(DATA RECORDS)

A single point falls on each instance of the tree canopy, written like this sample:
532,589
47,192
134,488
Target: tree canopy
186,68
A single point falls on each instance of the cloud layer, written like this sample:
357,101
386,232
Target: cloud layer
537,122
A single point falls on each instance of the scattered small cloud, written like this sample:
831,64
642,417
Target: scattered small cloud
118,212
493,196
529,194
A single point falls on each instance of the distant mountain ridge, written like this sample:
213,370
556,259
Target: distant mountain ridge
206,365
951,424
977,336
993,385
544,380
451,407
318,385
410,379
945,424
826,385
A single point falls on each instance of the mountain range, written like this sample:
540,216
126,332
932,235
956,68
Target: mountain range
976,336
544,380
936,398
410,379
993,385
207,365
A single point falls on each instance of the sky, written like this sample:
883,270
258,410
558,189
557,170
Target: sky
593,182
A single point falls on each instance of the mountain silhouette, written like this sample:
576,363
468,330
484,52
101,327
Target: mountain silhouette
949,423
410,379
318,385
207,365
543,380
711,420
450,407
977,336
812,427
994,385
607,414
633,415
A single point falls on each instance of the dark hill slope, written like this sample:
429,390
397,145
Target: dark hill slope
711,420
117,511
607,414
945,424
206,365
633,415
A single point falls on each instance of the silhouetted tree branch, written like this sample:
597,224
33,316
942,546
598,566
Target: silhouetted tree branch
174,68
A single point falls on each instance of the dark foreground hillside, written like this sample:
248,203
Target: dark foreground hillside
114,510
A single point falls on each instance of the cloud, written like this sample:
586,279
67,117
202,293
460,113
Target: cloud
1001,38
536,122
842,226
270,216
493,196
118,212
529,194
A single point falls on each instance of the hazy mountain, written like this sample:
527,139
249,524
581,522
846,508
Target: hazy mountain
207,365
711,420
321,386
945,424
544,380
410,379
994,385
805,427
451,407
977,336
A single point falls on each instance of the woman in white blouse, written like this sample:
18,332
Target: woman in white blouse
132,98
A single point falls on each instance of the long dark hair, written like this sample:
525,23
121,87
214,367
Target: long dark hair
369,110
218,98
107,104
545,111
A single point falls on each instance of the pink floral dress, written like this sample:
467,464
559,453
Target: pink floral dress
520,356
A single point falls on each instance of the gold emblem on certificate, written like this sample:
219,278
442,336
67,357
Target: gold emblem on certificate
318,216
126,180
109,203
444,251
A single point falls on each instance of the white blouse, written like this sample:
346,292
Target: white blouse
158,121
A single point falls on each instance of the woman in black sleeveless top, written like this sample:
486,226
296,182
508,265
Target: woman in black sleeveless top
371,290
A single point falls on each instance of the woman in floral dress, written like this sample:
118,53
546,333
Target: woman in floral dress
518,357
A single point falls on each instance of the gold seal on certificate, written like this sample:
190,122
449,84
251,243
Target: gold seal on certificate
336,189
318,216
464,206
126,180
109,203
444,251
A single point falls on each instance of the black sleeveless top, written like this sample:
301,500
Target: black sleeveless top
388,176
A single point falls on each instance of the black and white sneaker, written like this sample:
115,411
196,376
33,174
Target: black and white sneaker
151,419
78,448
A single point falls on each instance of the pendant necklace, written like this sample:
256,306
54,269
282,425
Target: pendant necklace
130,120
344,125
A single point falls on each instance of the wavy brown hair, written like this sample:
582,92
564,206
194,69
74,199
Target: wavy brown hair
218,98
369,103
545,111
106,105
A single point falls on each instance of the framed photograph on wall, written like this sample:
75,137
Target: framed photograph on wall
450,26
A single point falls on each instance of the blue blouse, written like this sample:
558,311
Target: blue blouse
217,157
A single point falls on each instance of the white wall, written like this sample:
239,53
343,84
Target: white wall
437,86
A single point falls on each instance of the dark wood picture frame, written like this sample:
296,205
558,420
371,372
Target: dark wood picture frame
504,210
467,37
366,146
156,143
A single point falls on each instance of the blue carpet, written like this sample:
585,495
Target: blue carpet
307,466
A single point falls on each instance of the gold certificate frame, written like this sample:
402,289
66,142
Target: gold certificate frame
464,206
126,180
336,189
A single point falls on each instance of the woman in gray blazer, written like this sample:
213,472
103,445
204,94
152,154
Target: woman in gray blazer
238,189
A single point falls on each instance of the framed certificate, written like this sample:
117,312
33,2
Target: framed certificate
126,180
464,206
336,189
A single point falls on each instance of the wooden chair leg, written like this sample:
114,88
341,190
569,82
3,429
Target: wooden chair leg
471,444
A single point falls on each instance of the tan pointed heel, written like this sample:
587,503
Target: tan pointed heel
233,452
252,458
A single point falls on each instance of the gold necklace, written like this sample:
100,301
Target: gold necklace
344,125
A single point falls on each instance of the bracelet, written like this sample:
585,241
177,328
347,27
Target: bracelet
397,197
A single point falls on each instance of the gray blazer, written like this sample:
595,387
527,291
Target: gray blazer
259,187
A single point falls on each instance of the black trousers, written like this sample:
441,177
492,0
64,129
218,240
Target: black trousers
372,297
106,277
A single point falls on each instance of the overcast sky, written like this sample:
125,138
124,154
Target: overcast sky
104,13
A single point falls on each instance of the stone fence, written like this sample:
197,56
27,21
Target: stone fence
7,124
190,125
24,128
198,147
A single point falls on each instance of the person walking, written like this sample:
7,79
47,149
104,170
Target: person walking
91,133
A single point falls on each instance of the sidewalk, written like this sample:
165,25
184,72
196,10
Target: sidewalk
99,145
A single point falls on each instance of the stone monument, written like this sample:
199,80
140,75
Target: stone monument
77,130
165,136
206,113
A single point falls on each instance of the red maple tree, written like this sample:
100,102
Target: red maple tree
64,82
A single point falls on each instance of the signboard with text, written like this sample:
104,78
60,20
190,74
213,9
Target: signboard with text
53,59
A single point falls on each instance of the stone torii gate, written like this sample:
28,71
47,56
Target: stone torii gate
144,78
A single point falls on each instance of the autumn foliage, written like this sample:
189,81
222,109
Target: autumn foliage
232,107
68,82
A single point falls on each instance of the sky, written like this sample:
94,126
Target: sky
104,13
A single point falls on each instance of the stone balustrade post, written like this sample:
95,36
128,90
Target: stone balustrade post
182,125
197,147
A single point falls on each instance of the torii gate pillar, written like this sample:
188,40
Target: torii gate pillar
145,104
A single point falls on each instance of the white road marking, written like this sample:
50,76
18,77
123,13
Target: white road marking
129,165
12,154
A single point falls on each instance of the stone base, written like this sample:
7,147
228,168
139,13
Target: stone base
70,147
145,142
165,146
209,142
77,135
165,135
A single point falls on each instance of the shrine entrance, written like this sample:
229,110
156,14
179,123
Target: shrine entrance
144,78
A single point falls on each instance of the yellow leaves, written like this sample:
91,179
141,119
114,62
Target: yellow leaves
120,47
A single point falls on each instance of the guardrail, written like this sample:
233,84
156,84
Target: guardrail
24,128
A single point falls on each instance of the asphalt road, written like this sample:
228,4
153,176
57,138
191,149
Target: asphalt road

(End DATA RECORDS)

- TASK TO CARRY OUT: Your answer must be a single number: the count of lines above that contain the string "asphalt".

- RESULT BELOW: 2